> WHAT IS NEEDED: Select every line of the material below that contains the word "shoreline" and copy those lines out.

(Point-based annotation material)

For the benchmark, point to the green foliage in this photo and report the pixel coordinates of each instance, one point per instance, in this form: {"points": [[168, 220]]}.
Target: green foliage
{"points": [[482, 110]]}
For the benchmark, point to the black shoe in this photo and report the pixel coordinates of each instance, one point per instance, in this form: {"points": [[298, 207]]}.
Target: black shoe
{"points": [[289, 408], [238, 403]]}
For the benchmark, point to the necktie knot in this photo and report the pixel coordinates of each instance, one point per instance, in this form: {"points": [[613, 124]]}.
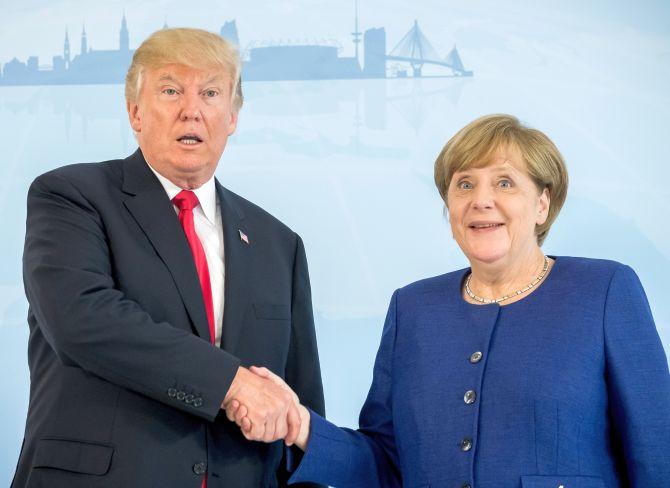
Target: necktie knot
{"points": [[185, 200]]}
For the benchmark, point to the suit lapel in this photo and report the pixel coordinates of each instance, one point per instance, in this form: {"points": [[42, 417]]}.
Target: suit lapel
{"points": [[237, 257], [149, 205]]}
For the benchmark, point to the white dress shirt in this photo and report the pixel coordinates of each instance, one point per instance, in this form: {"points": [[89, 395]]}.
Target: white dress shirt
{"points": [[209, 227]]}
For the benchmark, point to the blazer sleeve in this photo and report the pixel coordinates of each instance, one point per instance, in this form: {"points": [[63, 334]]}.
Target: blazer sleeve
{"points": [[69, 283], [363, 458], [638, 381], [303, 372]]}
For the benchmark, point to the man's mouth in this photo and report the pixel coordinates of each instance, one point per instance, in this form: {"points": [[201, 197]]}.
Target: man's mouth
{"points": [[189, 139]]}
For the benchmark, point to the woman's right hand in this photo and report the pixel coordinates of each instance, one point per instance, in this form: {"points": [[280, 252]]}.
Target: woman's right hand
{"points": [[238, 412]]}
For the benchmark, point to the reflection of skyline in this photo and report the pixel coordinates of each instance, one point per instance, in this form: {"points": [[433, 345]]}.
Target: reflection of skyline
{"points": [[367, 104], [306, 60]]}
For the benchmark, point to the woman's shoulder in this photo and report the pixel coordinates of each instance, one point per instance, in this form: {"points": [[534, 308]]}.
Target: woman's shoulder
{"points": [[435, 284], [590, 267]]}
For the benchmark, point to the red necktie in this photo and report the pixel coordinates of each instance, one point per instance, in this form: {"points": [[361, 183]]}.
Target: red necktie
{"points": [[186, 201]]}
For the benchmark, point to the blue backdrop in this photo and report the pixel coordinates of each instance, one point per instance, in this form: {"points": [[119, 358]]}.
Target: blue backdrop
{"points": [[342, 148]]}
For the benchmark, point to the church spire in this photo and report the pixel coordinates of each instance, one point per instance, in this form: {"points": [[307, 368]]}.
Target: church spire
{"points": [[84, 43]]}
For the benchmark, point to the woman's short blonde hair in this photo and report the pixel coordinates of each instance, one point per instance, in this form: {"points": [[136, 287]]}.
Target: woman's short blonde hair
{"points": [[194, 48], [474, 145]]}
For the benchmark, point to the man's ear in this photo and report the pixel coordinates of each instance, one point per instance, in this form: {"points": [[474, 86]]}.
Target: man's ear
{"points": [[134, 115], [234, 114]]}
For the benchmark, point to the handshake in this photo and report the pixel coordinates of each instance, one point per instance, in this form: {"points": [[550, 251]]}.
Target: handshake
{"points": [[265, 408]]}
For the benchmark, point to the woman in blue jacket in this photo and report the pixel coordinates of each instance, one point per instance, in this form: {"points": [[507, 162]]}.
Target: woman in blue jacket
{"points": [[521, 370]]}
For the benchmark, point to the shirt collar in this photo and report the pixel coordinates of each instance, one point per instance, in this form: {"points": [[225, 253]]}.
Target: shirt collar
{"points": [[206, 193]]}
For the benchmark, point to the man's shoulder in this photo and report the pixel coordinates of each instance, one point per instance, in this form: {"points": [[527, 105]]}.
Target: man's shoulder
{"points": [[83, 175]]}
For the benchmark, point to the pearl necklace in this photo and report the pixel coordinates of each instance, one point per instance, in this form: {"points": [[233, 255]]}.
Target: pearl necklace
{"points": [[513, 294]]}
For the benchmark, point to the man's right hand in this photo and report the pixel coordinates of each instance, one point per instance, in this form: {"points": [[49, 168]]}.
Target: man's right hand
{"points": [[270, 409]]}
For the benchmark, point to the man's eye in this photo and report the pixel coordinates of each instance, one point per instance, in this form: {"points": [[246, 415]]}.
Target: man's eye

--

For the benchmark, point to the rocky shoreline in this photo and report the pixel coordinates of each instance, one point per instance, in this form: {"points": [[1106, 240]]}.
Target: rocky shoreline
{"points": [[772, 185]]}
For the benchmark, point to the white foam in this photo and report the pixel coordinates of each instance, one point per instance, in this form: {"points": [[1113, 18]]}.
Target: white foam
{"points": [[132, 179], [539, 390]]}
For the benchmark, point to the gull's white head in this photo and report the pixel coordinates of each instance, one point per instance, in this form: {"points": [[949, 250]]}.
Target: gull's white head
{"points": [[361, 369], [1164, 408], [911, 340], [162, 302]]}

> EXERCISE SOLUTION:
For the benchmark, point to the rocky shoreline in this photo and report the pixel coordinates of each instance, one point per instance, in this form: {"points": [[1106, 240]]}.
Target: rocky shoreline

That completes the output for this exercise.